## [What the task requires]
From the Assured Guaranty overview, extract the passage that begins at the words "Assured Guaranty Corp." and ends after the words "infrastructure markets.".

## [Document]
——————————
Assured Guaranty Ltd. is a Bermuda-based holding company incorporated in 2003
that provides, through its operating subsidiaries, credit protection products
to the United States (“U.S.”) and international public finance (including
infrastructure) and structured finance markets. The Company applies its credit
underwriting judgment, risk management skills and capital markets experience
to offer financial guaranty insurance that protects holders of debt instruments
and other monetary obligations from defaults in scheduled payments. If an obligor
defaults on a scheduled payment due on an obligation, including a scheduled
principal or interest payment (“Debt Service”), the Company is required
under its unconditional and irrevocable financial guaranty to pay the amount
of the shortfall to the holder of the obligation. The Company markets its financial
guaranty insurance directly to issuers and underwriters of public finance and
structured finance securities as well as to investors in such obligations. The
Company guarantees obligations issued principally in the U.S. and the United
Kingdom ("U.K"), and also guarantees obligations issued in other countries
and regions, including Australia and Western Europe.
Assured Guaranty Municipal Corp. AGM is located and domiciled in New York,
was organized in 1984 and commenced operations in 1985. Since mid-2008, AGM
has provided financial guaranty insurance on debt obligations issued in the
U.S. public finance and global infrastructure markets, including bonds issued
by U.S. state or governmental authorities or notes issued to finance infrastructure
projects. Previously, AGM also offered insurance and reinsurance in the global
structured finance market, including asset-backed securities issued by special
purpose entities. AGM formerly was named Financial Security Assurance Inc. Assured
Guaranty acquired AGM, together with its holding company Financial Security
Assurance Holdings Ltd. (renamed Assured Guaranty Municipal Holdings Inc., "AGMH")
and the subsidiaries owned by that holding company, on July 1, 2009.
Municipal Assurance Corp. MAC is located and domiciled in New York and was
organized in 2008. Assured Guaranty acquired MAC on May 31, 2012. On July 16,
2013, Assured Guaranty completed a series of transactions that increased the
capitalization of MAC and resulted in MAC assuming a portfolio of geographically
diversified U.S. public finance exposure from AGM and AGC. MAC offers insurance
and reinsurance on bonds issued by U.S. state or municipal governmental authorities,
focusing on investment grade obligations in select sectors of the municipal
market.
Assured Guaranty Corp. AGC is located in New York and domiciled in Maryland,
was organized in 1985 and commenced operations in 1988. It provides insurance
and reinsurance on debt obligations in the global structured finance market
and also offers guarantees on obligations in the U.S. public finance and international
infrastructure markets.
——————————
(Outline labeling data)
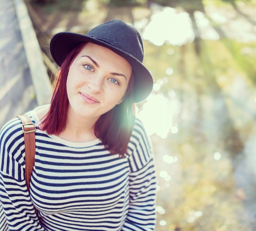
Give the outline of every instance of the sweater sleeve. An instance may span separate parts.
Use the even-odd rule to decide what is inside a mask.
[[[24,177],[21,122],[10,120],[0,131],[0,200],[10,231],[44,231],[39,222]]]
[[[129,146],[130,202],[123,231],[153,230],[156,220],[156,177],[152,147],[136,121]]]

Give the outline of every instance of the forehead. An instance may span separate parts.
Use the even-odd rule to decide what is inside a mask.
[[[127,69],[130,73],[131,73],[132,67],[126,59],[104,47],[87,42],[82,47],[76,58],[79,58],[87,56],[90,56],[99,62],[100,66],[105,64],[110,67],[119,67],[124,71]]]

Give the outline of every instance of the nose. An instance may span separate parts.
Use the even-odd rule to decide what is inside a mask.
[[[92,93],[99,93],[103,91],[103,81],[99,76],[94,76],[90,78],[88,85]]]

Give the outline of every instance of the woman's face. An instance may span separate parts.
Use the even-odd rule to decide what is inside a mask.
[[[103,47],[86,43],[67,76],[69,113],[97,119],[121,102],[131,73],[124,58]]]

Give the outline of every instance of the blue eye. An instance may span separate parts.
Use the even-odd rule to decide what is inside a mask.
[[[88,71],[91,71],[92,70],[92,67],[88,64],[84,64],[83,66],[85,67],[85,68]]]
[[[111,78],[110,79],[110,81],[112,83],[113,83],[115,84],[119,84],[119,82],[115,79],[114,79],[113,78]]]

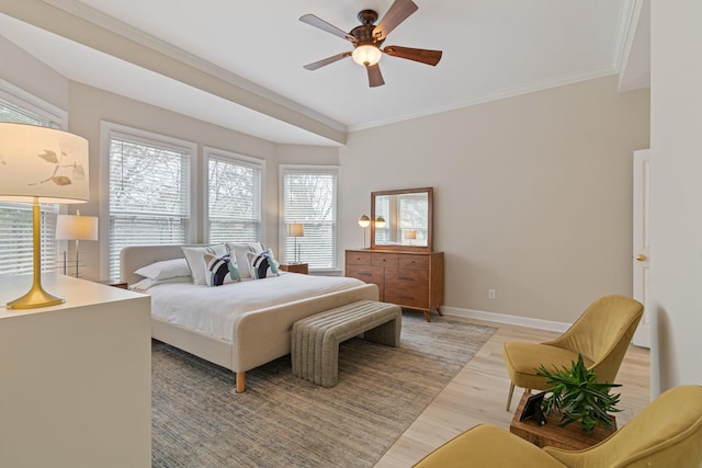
——————————
## [Output]
Assured Guaranty Corp. AGC is located in New York and domiciled in Maryland,
was organized in 1985 and commenced operations in 1988. It provides insurance
and reinsurance on debt obligations in the global structured finance market
and also offers guarantees on obligations in the U.S. public finance and international
infrastructure markets.